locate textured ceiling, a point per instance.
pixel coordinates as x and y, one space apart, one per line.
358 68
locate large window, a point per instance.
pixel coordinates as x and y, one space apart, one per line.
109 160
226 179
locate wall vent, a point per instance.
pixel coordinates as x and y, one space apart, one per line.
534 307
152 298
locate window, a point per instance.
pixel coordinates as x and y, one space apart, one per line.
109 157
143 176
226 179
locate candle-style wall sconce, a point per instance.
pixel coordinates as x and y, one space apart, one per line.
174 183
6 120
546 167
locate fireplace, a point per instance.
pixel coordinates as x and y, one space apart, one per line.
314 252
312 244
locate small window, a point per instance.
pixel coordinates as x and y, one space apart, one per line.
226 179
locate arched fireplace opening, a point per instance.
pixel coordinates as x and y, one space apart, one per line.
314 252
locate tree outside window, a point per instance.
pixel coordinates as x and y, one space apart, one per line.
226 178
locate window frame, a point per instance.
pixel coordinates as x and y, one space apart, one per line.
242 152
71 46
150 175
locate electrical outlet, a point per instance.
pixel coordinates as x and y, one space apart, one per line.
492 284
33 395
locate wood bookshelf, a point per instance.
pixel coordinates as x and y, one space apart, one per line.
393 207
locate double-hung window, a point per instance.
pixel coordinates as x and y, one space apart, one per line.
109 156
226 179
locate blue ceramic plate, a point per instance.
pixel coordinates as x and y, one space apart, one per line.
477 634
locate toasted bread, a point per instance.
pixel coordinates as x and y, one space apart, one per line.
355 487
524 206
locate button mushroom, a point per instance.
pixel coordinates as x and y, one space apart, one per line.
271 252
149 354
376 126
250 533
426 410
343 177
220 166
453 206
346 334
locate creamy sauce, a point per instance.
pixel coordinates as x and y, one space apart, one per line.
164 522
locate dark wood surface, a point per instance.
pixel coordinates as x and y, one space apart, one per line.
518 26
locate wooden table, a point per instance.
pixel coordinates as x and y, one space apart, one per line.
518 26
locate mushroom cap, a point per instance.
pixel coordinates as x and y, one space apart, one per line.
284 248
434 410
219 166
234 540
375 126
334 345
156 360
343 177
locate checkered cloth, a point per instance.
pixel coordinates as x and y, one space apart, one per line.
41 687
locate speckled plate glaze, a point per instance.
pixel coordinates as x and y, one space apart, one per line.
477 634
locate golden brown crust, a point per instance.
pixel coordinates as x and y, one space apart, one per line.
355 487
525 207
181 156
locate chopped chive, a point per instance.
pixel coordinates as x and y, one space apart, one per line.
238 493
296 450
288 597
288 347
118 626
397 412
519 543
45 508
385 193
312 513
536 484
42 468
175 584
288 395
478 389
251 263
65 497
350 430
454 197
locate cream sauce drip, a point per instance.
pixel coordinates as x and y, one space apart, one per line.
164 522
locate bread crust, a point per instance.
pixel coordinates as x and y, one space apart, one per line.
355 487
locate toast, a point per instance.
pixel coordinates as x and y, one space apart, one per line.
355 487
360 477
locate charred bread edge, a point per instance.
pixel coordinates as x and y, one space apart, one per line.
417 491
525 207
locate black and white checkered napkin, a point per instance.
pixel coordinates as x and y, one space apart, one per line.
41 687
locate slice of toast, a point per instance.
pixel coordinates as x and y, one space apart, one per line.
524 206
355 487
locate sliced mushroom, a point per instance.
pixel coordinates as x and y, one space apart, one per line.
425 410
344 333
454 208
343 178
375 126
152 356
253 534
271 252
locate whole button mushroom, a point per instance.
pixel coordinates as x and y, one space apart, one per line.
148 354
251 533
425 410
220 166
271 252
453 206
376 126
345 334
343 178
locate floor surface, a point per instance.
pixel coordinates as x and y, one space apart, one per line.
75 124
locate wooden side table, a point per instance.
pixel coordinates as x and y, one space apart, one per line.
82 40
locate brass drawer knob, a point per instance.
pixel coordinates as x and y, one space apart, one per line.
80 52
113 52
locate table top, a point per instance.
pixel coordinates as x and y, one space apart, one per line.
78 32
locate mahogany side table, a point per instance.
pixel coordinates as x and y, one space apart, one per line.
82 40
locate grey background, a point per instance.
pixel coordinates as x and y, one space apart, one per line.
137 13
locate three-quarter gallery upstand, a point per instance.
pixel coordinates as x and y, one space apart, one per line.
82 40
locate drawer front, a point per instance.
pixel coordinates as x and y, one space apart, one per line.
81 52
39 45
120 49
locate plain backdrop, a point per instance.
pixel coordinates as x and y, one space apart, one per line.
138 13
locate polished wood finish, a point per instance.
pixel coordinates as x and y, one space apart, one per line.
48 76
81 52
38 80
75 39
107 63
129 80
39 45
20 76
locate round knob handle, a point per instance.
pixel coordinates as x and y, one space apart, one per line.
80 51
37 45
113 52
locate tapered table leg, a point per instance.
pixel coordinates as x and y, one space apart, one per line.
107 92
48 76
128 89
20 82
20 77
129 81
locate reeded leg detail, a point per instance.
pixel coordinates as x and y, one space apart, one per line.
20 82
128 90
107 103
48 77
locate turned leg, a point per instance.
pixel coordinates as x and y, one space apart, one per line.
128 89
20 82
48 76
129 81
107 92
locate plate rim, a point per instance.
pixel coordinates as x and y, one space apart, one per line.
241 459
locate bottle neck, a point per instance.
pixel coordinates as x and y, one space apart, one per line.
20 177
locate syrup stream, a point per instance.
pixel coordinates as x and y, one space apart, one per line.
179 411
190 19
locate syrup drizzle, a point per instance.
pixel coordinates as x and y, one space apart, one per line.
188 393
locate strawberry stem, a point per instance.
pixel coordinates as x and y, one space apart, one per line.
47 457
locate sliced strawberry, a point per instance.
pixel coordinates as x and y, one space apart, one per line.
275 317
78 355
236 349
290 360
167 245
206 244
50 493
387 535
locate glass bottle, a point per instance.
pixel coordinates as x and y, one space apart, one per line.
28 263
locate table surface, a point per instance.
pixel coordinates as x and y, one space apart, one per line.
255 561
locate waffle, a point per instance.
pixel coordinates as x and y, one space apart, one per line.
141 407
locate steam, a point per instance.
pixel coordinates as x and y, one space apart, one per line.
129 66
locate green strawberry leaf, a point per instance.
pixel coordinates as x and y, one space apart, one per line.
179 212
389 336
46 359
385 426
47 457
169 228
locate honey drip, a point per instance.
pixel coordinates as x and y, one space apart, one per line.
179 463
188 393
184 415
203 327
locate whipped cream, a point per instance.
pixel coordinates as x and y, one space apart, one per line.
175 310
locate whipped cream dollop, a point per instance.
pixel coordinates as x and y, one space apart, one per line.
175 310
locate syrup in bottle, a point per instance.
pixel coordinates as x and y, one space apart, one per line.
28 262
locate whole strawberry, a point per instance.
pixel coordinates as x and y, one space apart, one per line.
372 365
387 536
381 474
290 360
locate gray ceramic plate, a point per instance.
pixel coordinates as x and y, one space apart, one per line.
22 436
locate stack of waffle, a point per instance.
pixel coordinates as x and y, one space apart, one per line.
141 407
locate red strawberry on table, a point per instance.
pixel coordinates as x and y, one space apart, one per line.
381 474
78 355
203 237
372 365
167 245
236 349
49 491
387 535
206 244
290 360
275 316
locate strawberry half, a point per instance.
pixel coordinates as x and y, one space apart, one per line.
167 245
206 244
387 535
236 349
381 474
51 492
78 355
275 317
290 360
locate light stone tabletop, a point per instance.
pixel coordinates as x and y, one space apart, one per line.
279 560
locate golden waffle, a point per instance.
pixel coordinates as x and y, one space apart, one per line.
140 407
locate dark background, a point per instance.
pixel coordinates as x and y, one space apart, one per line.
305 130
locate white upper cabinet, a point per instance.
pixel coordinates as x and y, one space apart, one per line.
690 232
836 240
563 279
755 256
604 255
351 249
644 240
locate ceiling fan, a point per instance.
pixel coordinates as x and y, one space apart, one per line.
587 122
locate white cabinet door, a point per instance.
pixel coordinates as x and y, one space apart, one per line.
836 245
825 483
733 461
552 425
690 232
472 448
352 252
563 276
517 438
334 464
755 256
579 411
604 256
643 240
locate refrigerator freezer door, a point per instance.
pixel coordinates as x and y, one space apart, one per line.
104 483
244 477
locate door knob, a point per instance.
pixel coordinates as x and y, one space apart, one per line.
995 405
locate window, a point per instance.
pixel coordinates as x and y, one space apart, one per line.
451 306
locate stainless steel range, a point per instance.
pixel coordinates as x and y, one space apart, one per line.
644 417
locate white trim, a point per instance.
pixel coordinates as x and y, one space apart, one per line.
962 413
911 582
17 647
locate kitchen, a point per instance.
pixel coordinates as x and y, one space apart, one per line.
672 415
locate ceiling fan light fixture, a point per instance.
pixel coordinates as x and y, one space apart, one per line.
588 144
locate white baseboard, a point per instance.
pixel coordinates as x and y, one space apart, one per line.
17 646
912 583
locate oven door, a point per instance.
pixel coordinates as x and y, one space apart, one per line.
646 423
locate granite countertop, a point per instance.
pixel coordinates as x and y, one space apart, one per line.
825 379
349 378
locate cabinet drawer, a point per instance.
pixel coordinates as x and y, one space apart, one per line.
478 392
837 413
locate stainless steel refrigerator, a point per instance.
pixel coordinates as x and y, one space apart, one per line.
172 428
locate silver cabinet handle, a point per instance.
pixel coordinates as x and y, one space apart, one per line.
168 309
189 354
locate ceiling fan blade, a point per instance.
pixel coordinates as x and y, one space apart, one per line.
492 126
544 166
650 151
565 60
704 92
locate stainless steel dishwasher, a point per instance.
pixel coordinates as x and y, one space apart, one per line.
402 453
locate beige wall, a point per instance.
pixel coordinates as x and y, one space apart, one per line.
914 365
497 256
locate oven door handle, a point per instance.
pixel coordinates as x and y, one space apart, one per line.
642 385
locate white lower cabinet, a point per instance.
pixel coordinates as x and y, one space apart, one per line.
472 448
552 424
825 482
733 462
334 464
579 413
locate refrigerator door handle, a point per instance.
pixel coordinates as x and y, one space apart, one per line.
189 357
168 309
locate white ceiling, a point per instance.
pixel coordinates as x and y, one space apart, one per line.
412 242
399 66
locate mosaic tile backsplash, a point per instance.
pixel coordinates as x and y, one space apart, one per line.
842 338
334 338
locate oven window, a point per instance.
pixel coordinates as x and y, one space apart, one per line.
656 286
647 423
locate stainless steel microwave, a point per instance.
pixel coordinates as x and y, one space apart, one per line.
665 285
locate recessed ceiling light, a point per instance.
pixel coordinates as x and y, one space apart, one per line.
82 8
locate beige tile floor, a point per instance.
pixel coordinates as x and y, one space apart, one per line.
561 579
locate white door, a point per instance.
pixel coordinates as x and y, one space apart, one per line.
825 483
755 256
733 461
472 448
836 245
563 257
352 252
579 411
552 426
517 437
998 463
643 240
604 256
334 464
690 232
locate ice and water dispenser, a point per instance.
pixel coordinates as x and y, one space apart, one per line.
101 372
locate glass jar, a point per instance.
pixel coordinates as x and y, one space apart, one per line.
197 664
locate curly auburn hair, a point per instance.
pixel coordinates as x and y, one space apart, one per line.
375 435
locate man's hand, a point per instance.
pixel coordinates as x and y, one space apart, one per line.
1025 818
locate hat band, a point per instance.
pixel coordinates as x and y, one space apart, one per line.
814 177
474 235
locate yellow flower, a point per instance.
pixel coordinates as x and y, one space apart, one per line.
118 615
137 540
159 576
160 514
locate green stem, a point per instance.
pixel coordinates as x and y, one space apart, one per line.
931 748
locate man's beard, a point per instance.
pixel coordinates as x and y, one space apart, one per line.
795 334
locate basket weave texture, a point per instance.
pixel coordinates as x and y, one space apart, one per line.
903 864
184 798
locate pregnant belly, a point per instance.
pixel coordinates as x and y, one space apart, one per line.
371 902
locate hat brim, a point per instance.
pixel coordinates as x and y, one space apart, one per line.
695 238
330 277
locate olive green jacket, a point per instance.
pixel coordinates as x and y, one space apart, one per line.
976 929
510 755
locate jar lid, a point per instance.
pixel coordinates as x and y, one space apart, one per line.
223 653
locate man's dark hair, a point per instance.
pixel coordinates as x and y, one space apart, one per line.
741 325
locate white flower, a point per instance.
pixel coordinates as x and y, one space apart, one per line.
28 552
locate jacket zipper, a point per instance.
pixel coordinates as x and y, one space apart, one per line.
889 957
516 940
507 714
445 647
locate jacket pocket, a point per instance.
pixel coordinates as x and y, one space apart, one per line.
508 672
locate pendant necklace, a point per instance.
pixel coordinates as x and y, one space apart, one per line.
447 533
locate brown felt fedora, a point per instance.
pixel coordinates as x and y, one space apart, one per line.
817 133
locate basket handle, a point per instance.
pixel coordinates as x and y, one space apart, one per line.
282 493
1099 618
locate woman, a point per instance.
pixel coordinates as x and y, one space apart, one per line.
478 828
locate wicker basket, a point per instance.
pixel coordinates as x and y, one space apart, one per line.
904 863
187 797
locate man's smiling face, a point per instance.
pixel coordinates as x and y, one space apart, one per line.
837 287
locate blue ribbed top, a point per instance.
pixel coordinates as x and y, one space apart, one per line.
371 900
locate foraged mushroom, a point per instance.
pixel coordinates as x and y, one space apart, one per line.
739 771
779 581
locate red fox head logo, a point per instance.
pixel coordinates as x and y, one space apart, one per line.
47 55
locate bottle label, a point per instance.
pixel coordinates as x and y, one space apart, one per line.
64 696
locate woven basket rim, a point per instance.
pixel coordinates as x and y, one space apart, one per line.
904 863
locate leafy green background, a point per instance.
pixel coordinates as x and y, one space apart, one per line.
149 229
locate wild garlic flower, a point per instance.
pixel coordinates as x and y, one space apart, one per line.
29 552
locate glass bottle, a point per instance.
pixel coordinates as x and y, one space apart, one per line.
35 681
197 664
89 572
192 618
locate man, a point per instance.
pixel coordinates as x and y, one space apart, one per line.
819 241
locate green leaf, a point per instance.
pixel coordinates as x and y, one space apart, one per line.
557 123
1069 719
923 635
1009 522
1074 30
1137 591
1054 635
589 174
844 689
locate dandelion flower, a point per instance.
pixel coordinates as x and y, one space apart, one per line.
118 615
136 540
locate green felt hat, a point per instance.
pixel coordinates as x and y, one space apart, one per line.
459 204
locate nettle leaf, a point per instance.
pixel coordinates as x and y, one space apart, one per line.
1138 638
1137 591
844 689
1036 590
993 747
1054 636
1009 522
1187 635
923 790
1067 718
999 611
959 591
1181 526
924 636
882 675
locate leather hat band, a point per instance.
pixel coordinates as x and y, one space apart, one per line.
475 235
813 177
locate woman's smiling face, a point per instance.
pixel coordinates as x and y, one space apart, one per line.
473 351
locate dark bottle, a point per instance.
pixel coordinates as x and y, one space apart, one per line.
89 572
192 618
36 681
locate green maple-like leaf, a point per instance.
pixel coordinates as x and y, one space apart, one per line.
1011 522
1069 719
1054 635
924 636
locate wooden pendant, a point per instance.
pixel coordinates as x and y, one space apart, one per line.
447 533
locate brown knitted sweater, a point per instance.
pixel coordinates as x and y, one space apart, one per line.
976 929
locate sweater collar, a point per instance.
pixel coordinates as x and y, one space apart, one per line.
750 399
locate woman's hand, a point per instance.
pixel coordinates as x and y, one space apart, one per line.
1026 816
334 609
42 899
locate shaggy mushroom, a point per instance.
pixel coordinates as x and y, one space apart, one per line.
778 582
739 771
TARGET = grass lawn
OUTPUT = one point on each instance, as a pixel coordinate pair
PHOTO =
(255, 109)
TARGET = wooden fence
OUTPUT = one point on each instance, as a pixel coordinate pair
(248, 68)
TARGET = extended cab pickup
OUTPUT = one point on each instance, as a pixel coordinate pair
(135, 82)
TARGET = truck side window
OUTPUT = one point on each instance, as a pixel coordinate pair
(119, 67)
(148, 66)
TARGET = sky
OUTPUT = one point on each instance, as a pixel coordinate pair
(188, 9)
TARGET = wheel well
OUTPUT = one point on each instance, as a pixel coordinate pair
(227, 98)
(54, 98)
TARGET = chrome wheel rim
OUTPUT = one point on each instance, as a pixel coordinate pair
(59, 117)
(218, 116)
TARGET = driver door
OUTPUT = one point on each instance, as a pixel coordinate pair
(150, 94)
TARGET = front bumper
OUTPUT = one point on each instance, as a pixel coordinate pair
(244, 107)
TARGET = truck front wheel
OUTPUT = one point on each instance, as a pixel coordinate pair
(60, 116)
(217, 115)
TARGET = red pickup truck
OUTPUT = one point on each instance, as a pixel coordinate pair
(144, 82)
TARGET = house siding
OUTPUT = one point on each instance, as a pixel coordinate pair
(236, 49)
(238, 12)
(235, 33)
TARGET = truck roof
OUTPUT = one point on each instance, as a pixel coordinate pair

## YOUR GOAL
Filter the entries down to the lines that include the string "surface".

## SOLUTION BELOW
locate dark wood surface, a point per instance.
locate floor surface, a point per instance.
locate table surface, a point per instance.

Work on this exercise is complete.